***** Textauszug

Sozialistische Zeitung

Zur SoZ-Homepage SoZ - Sozialistische Zeitung Nr.23 vom 08.11.2001, Seite 14

Perspektiven des Sozialismus

Sehr viel allgemeiner kann ein Thema nicht formuliert werden: "Sozialismus als Systemalternative — oder: Ist die Bewegung schon alles?" Doch genau darum ging es bei dem Tagesseminar des Linken Dialogs Köln am 1.November. 35 Interessierte nahmen teil, und inhaltlich war das ganze nicht nur anspruchsvoll, sondern immer wieder auch recht konkret.
Vier Referenten waren geladen, was zusammen mit den beiden Moderatoren des Seminars mit 100% ein leider höchst männerlastiges, aber davon abgesehen glücklich zusammengesetztes Podium ergab.
Michael Löwy, marxistischer Philosoph aus Paris, sprach zuerst und kennzeichnete das den Kapitalismus der Gegenwart bejahende Bewusstsein als eine "Religion der Verzweiflung". Der Marxismus werde schon seit hundert Jahren für "endgültig tot" erklärt und ist doch recht lebendig geblieben — wenn es auch auf vielen Gebieten der kritischen Besinnung bedarf, insbesondere in Sachen Ökologie und in Hinblick auf jene Unterdrückungsformen, die nicht im Widerspruch zwischen Arbeit und Kapital aufgehen. Es gelte der gegenwärtigen falschen abstrakten Universalität, die die Herrschenden der reichen Industrieländer der ganzen Welt aufzwingen wollen eine neue, konkrete Universalität entgegenzusetzen, die die ganze Vielfalt der menschlichen Verschiedenheiten einschließt.

**********
***** Bereitgestellte Daten

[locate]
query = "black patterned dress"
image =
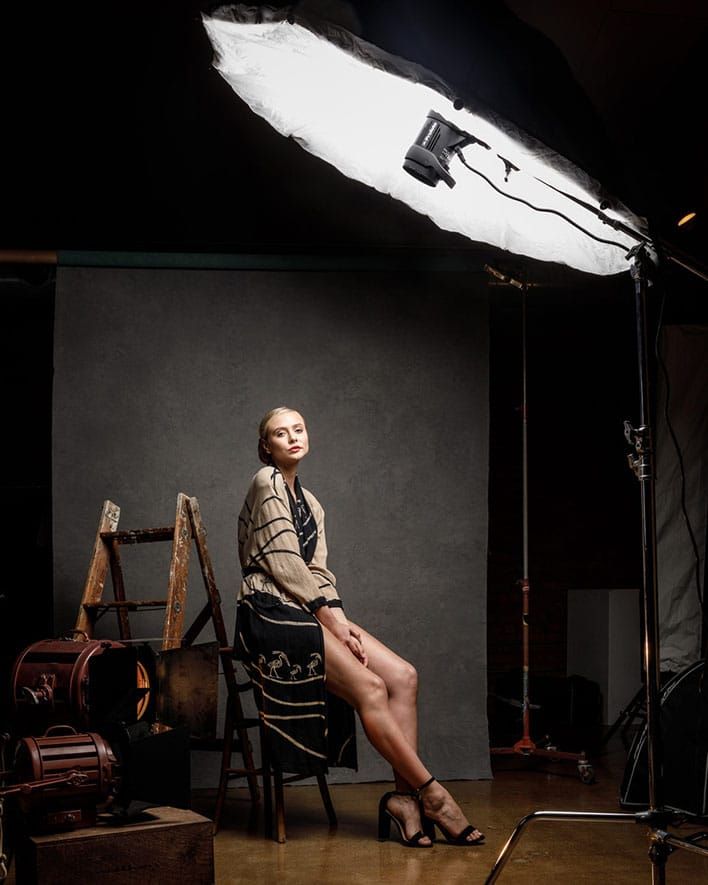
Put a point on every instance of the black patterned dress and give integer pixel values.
(283, 554)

**********

Arbeitsaufträge:
A – Welche Wendungen stehen im Bericht über das Kölner Seminar in Anführungszeichen? Nenne sie alle.
B – Wie könnte der Bericht über das Kölner Seminar weitergehen? Führe ihn nach dem letzten Satz fort.

Die Antworten:
A –
- "Sozialismus als Systemalternative — oder: Ist die Bewegung schon alles?"
- "Religion der Verzweiflung"
- "endgültig tot"

B –
Am Beispiel des Beteiligungshaushalt in Porto Alegre im brasilianischen Bundesstaat Rio Grande do Sul zeigte Löwy, wie Bewusstseinsbildungsprozesse auf breiter Basis zustandekommen können, wenn die Selbstaktivität und Selbstorganisation von unten politisch systematisch gefördert wird.
Ausgangspunkt des zweiten Referenten, Harald Neubert, eines Historikers aus Berlin und ehemaligen SED- und heutigen PDS- Mitglieds, war die Feststellung, dass das Ende der Periode von 1917 bis 1989/90 die Linke in eine nachhaltige Defensive gebracht hat. Er hinterfragte die traditionelle marxistische Position zur Rolle der Arbeiterklasse als revolutionäres Subjekt — was eine spannende und differenzierte Diskussion auslöste — und forderte die Differenzierung und Erweiterung dieses Subjektbegriffs. Er forderte auch einen neuen Internationalismus mit einer Pluralität von Formen und Inhalten, der über den Zusammenhalt "gleichartiger" Parteien hinausgeht und von kritischer Solidarität geprägt ist.
In Zusammenhang mit der Programmdebatte in der PDS hob Neubert die Wichtigkeit von "Reformen revolutionären Inhalts" und des macht- und eigentumspolitischen Bruchs mit dem Kapitalismus hervor, der im Programmentwurf I der Vorstandsmehrheit (Brie-Klein-Brie-Entwurf) nicht mehr gesehen werde. Obwohl sich diese Sichtweise in der PDS anscheinend durchsetzt, bezeichnete er die Entwicklung der PDS als noch "offen", was hie und da freundschaftliche Heiterkeit auslöste.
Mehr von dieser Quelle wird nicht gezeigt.